** EXCERPT PROVIDED **
+ + +

Of the 5,361 names submitted by the Independent Decommissioning Body (IDB) from 118th Base Command – Camp Badre to the Office of the Presidential Adviser on the Peace Process, Reconciliation and Unity (OPAPRU) for the second phase of decommissioning, all but one name belongs to a female combatant.
Her name is Samra Suleik. She is a 51-year-old midwife with five children: three daughters and two sons. She is the grandmother of Al-Heeshan Suleik, the firstborn of her 23-year-old eldest child. She is the widow of Abdulrajak Manyal Suleik, then the operational commander of 108th Base Command.
Samra remembers the day her husband died. She recalls that it happened on a Friday, the afternoon of April 18, 2008. Her husband was driving a Nissan Urvan from Midsayap, North Cotabato going to Pikit, also in North Cotabato. There was only supposedly about 21km of distance between the two places. But on that day, the road seemed too narrow and longer that the Nissan Urvan collided with a motorcycle carrying two soldiers as passengers in front of Takipan North Elementary School.

+ + +

Stored records
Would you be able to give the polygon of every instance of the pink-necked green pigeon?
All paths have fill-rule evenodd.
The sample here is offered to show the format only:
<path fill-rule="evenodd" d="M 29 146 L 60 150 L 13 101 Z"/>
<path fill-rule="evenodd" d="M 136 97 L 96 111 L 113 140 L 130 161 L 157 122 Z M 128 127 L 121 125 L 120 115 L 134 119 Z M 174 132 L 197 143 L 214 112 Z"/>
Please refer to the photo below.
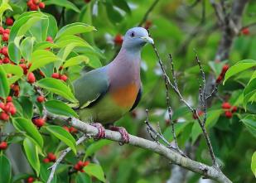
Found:
<path fill-rule="evenodd" d="M 94 123 L 99 130 L 99 138 L 105 135 L 101 124 L 114 123 L 138 104 L 142 96 L 141 50 L 147 42 L 153 44 L 146 29 L 129 29 L 119 53 L 112 62 L 86 73 L 74 82 L 75 97 L 80 103 L 80 118 Z M 113 127 L 112 130 L 121 133 L 123 142 L 129 142 L 123 128 Z"/>

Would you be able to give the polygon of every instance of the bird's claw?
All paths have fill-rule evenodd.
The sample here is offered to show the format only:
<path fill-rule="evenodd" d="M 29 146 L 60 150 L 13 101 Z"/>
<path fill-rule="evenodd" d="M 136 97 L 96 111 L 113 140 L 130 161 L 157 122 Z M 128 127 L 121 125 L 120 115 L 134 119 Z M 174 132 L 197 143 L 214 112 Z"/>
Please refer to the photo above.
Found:
<path fill-rule="evenodd" d="M 99 132 L 96 136 L 96 139 L 100 139 L 100 138 L 104 138 L 106 137 L 106 134 L 105 134 L 105 128 L 102 126 L 101 123 L 91 123 L 90 125 L 97 128 Z"/>
<path fill-rule="evenodd" d="M 122 142 L 119 142 L 120 146 L 123 146 L 123 144 L 128 143 L 130 142 L 129 134 L 124 128 L 112 126 L 110 127 L 110 129 L 120 132 L 122 136 Z"/>

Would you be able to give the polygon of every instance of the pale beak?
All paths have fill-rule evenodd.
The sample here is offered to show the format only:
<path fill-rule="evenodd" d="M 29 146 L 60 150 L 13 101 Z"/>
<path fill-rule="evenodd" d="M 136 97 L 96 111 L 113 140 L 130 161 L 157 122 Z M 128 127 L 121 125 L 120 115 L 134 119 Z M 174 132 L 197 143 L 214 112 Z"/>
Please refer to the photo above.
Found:
<path fill-rule="evenodd" d="M 148 42 L 150 44 L 154 44 L 154 41 L 152 38 L 151 38 L 150 36 L 142 36 L 140 37 L 141 39 L 142 39 L 144 41 Z"/>

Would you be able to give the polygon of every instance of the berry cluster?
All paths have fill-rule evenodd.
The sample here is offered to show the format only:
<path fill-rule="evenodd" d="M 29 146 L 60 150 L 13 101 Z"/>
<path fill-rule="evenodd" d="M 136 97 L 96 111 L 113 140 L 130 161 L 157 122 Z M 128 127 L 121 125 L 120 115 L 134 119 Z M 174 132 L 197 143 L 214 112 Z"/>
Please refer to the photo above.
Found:
<path fill-rule="evenodd" d="M 8 147 L 8 144 L 7 142 L 2 141 L 0 142 L 0 150 L 6 150 Z"/>
<path fill-rule="evenodd" d="M 37 128 L 41 128 L 46 123 L 46 120 L 44 118 L 35 118 L 32 122 Z"/>
<path fill-rule="evenodd" d="M 29 0 L 27 2 L 27 7 L 31 11 L 37 11 L 38 9 L 44 9 L 46 5 L 40 0 Z"/>
<path fill-rule="evenodd" d="M 2 109 L 0 113 L 0 120 L 2 121 L 8 121 L 10 115 L 14 115 L 17 111 L 11 96 L 7 97 L 5 103 L 0 102 L 0 108 Z"/>
<path fill-rule="evenodd" d="M 68 76 L 66 76 L 65 75 L 60 75 L 59 73 L 53 73 L 51 75 L 51 77 L 52 78 L 55 78 L 55 79 L 60 79 L 60 80 L 63 80 L 63 81 L 66 81 L 68 79 Z"/>
<path fill-rule="evenodd" d="M 70 132 L 70 133 L 76 133 L 76 132 L 78 132 L 78 130 L 75 128 L 74 128 L 74 127 L 64 126 L 63 128 L 65 129 L 68 132 Z"/>
<path fill-rule="evenodd" d="M 56 161 L 56 156 L 55 156 L 54 153 L 52 152 L 49 152 L 47 154 L 47 157 L 46 157 L 45 159 L 43 159 L 43 161 L 45 163 L 48 163 L 48 162 L 55 162 Z"/>
<path fill-rule="evenodd" d="M 220 84 L 222 81 L 223 78 L 225 77 L 225 74 L 227 72 L 229 68 L 229 65 L 223 65 L 222 70 L 221 70 L 221 73 L 216 79 L 216 84 Z"/>
<path fill-rule="evenodd" d="M 85 171 L 83 170 L 83 168 L 86 166 L 88 166 L 89 164 L 89 161 L 79 161 L 75 166 L 74 166 L 74 169 L 77 171 L 80 171 L 80 172 L 85 172 Z"/>
<path fill-rule="evenodd" d="M 225 116 L 228 118 L 231 118 L 233 113 L 237 111 L 237 107 L 231 106 L 228 102 L 223 103 L 221 107 L 225 110 Z"/>

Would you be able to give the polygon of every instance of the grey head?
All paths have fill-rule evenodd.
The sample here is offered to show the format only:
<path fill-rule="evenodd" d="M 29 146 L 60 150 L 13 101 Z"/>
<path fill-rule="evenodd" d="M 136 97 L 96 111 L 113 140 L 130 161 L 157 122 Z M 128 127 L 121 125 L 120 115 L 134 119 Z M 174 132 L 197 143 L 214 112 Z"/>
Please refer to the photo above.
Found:
<path fill-rule="evenodd" d="M 146 43 L 154 44 L 147 31 L 143 27 L 133 27 L 126 32 L 122 47 L 126 51 L 141 51 Z"/>

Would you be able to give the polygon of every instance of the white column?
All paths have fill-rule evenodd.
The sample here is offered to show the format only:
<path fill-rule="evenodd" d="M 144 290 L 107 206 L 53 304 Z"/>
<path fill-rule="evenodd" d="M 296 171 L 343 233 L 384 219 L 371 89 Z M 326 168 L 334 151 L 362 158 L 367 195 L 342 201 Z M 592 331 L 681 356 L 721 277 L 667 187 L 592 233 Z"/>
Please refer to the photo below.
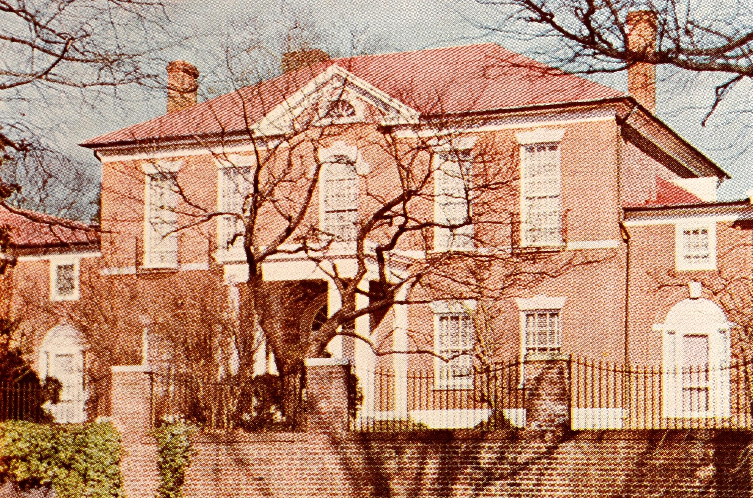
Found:
<path fill-rule="evenodd" d="M 327 316 L 331 316 L 340 310 L 343 302 L 340 297 L 340 291 L 334 282 L 330 280 L 327 284 Z M 337 335 L 327 344 L 327 350 L 333 358 L 343 357 L 343 337 Z"/>
<path fill-rule="evenodd" d="M 402 287 L 397 294 L 397 299 L 404 300 L 407 289 Z M 392 365 L 395 369 L 395 411 L 399 418 L 408 417 L 408 355 L 400 351 L 408 350 L 408 306 L 395 304 L 395 327 L 392 332 Z"/>
<path fill-rule="evenodd" d="M 368 282 L 364 283 L 364 287 Z M 366 289 L 362 289 L 366 290 Z M 355 296 L 355 308 L 361 310 L 369 305 L 367 296 L 361 294 Z M 358 337 L 371 338 L 370 316 L 365 315 L 355 319 L 355 334 Z M 376 355 L 371 346 L 365 341 L 355 340 L 355 374 L 361 383 L 364 401 L 361 413 L 370 417 L 374 412 L 374 368 L 376 366 Z"/>

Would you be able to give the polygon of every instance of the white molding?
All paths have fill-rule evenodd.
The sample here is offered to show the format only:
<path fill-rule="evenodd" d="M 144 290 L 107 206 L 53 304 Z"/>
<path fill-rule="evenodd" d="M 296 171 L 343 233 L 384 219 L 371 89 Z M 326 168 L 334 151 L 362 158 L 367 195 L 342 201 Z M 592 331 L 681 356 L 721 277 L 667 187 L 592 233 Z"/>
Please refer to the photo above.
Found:
<path fill-rule="evenodd" d="M 607 114 L 604 114 L 605 109 L 596 109 L 592 110 L 590 112 L 573 112 L 572 111 L 559 111 L 559 112 L 522 112 L 518 115 L 511 116 L 503 116 L 500 118 L 492 118 L 485 117 L 484 119 L 486 121 L 500 121 L 501 122 L 493 124 L 482 124 L 480 126 L 474 127 L 469 125 L 468 123 L 459 124 L 457 127 L 452 129 L 444 129 L 444 130 L 437 130 L 437 129 L 425 129 L 421 130 L 418 132 L 413 130 L 401 130 L 396 132 L 395 137 L 401 139 L 416 139 L 416 138 L 428 138 L 432 136 L 441 136 L 445 135 L 456 135 L 459 133 L 486 133 L 490 131 L 501 131 L 505 130 L 519 130 L 521 128 L 532 128 L 544 126 L 562 126 L 566 124 L 577 124 L 579 123 L 594 123 L 598 121 L 614 121 L 615 119 L 614 110 L 609 109 Z M 569 118 L 562 119 L 554 119 L 555 117 L 560 115 L 583 115 L 583 114 L 595 114 L 596 115 L 588 116 L 584 118 Z M 538 118 L 538 117 L 544 116 L 543 118 Z M 526 119 L 529 118 L 529 119 Z M 517 121 L 516 121 L 517 120 Z"/>
<path fill-rule="evenodd" d="M 438 136 L 428 141 L 429 147 L 434 148 L 434 152 L 446 151 L 468 151 L 472 149 L 478 141 L 477 136 Z"/>
<path fill-rule="evenodd" d="M 256 141 L 258 141 L 258 139 Z M 244 142 L 250 142 L 251 139 L 246 139 Z M 286 142 L 279 139 L 267 139 L 267 143 L 242 143 L 236 145 L 228 145 L 221 143 L 218 145 L 203 146 L 191 145 L 187 145 L 184 148 L 178 148 L 175 145 L 162 145 L 160 151 L 138 151 L 139 146 L 131 146 L 123 148 L 114 148 L 110 150 L 104 149 L 98 151 L 99 158 L 103 163 L 114 163 L 127 160 L 143 160 L 157 159 L 169 159 L 172 157 L 187 157 L 191 156 L 212 156 L 215 159 L 219 157 L 230 154 L 242 154 L 244 152 L 254 152 L 255 151 L 267 151 L 273 148 L 282 148 L 290 146 Z M 169 150 L 172 148 L 172 150 Z"/>
<path fill-rule="evenodd" d="M 135 266 L 111 267 L 109 268 L 102 268 L 99 270 L 99 274 L 103 276 L 109 276 L 111 275 L 134 275 L 136 273 L 136 267 Z"/>
<path fill-rule="evenodd" d="M 334 81 L 336 78 L 340 80 L 337 83 Z M 333 64 L 252 126 L 252 131 L 259 135 L 279 135 L 285 133 L 290 128 L 295 118 L 303 114 L 309 106 L 318 102 L 322 95 L 329 92 L 335 84 L 342 85 L 346 83 L 360 88 L 381 101 L 386 107 L 393 109 L 395 115 L 386 118 L 382 121 L 383 125 L 418 122 L 419 113 L 416 111 L 361 80 L 349 71 Z"/>
<path fill-rule="evenodd" d="M 151 365 L 114 365 L 110 371 L 113 374 L 151 374 L 153 371 Z"/>
<path fill-rule="evenodd" d="M 435 314 L 471 313 L 476 310 L 477 302 L 475 299 L 444 299 L 434 301 L 428 304 Z"/>
<path fill-rule="evenodd" d="M 53 261 L 57 259 L 69 258 L 76 258 L 81 259 L 83 258 L 101 258 L 101 252 L 69 252 L 62 254 L 47 254 L 42 256 L 19 256 L 19 261 Z"/>
<path fill-rule="evenodd" d="M 592 110 L 587 114 L 594 114 L 596 111 L 603 112 L 604 109 Z M 562 114 L 584 114 L 583 112 L 575 113 L 572 111 L 559 111 L 556 112 L 552 112 L 550 111 L 535 111 L 535 112 L 522 112 L 519 115 L 514 116 L 505 116 L 502 119 L 503 121 L 510 121 L 518 119 L 520 120 L 521 118 L 532 117 L 535 118 L 536 116 L 544 115 L 547 118 L 544 118 L 543 121 L 525 121 L 520 120 L 513 123 L 500 124 L 489 124 L 489 125 L 482 125 L 476 127 L 468 127 L 468 126 L 459 125 L 456 128 L 450 130 L 437 130 L 437 129 L 427 129 L 422 130 L 419 132 L 416 132 L 413 130 L 398 130 L 395 133 L 395 138 L 428 138 L 433 136 L 441 136 L 447 135 L 456 135 L 458 133 L 485 133 L 489 131 L 499 131 L 504 130 L 516 130 L 520 128 L 530 128 L 532 127 L 542 127 L 542 126 L 558 126 L 558 125 L 566 125 L 566 124 L 577 124 L 579 123 L 593 123 L 597 121 L 614 121 L 614 112 L 611 109 L 608 115 L 599 115 L 595 116 L 590 116 L 587 118 L 566 118 L 566 119 L 553 119 L 550 117 Z M 260 137 L 255 139 L 259 140 L 264 137 Z M 251 140 L 250 137 L 244 139 L 245 142 L 249 142 Z M 269 142 L 274 142 L 273 140 L 270 140 Z M 136 151 L 139 148 L 142 148 L 140 146 L 130 146 L 118 148 L 117 147 L 108 149 L 106 148 L 102 149 L 97 149 L 97 153 L 100 157 L 102 163 L 109 162 L 117 162 L 117 161 L 127 161 L 127 160 L 139 160 L 145 159 L 166 159 L 175 157 L 189 157 L 189 156 L 200 156 L 200 155 L 223 155 L 227 154 L 234 154 L 234 153 L 243 153 L 243 152 L 251 152 L 257 150 L 268 150 L 270 148 L 274 148 L 275 147 L 288 147 L 288 144 L 286 142 L 279 143 L 279 145 L 272 144 L 248 144 L 242 143 L 237 145 L 219 145 L 215 146 L 200 146 L 196 145 L 190 145 L 185 146 L 184 149 L 178 149 L 176 148 L 175 144 L 170 144 L 162 146 L 162 148 L 172 148 L 174 150 L 160 150 L 160 151 L 151 151 L 145 152 Z"/>
<path fill-rule="evenodd" d="M 154 163 L 142 163 L 142 170 L 145 175 L 156 175 L 157 173 L 176 173 L 182 170 L 186 165 L 184 159 L 160 159 Z"/>
<path fill-rule="evenodd" d="M 715 209 L 716 206 L 709 206 L 709 210 L 716 210 Z M 724 207 L 729 206 L 718 206 L 719 209 L 723 209 Z M 734 206 L 739 208 L 739 206 Z M 745 206 L 745 209 L 749 209 L 750 206 Z M 678 208 L 677 209 L 673 209 L 675 213 L 678 211 L 683 211 L 682 208 Z M 739 219 L 751 219 L 751 215 L 745 216 L 745 214 L 749 213 L 738 213 L 738 214 L 714 214 L 713 212 L 709 213 L 698 213 L 696 212 L 694 213 L 693 211 L 685 210 L 687 214 L 665 214 L 658 212 L 642 212 L 642 213 L 633 213 L 628 214 L 629 218 L 626 219 L 623 222 L 626 227 L 652 227 L 658 226 L 663 225 L 678 225 L 681 223 L 711 223 L 715 222 L 717 223 L 721 222 L 736 222 Z M 632 219 L 631 219 L 632 218 Z"/>
<path fill-rule="evenodd" d="M 687 230 L 706 230 L 709 232 L 709 260 L 702 266 L 687 264 L 683 258 L 683 232 Z M 716 222 L 687 220 L 675 225 L 675 267 L 678 271 L 709 271 L 716 270 Z"/>
<path fill-rule="evenodd" d="M 562 310 L 567 298 L 550 298 L 538 295 L 535 298 L 516 298 L 515 302 L 520 311 L 538 311 L 541 310 Z"/>
<path fill-rule="evenodd" d="M 607 239 L 603 240 L 573 240 L 568 242 L 565 247 L 566 251 L 576 251 L 580 249 L 614 249 L 620 246 L 620 240 L 617 239 Z"/>
<path fill-rule="evenodd" d="M 350 360 L 347 358 L 306 358 L 304 363 L 307 367 L 334 367 L 350 365 Z"/>
<path fill-rule="evenodd" d="M 57 268 L 73 265 L 73 292 L 70 295 L 57 293 Z M 50 301 L 78 301 L 81 297 L 81 258 L 62 256 L 50 260 Z"/>
<path fill-rule="evenodd" d="M 554 143 L 562 141 L 566 130 L 551 130 L 547 128 L 537 128 L 533 131 L 523 131 L 515 133 L 520 145 L 530 145 L 537 143 Z"/>
<path fill-rule="evenodd" d="M 320 148 L 319 158 L 320 163 L 327 163 L 335 156 L 345 156 L 355 166 L 355 173 L 358 175 L 367 175 L 371 171 L 371 165 L 364 160 L 363 154 L 356 145 L 349 145 L 343 140 L 332 144 L 329 148 Z M 312 165 L 309 176 L 313 176 L 316 163 Z M 322 169 L 324 171 L 324 169 Z"/>
<path fill-rule="evenodd" d="M 184 263 L 178 267 L 180 271 L 198 271 L 202 270 L 209 270 L 209 263 Z"/>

+ + +

** REQUIREMENT **
In the excerpt about Samra Suleik, on what date did her husband die?

** RESULT **
On a Friday, the afternoon of April 18, 2008.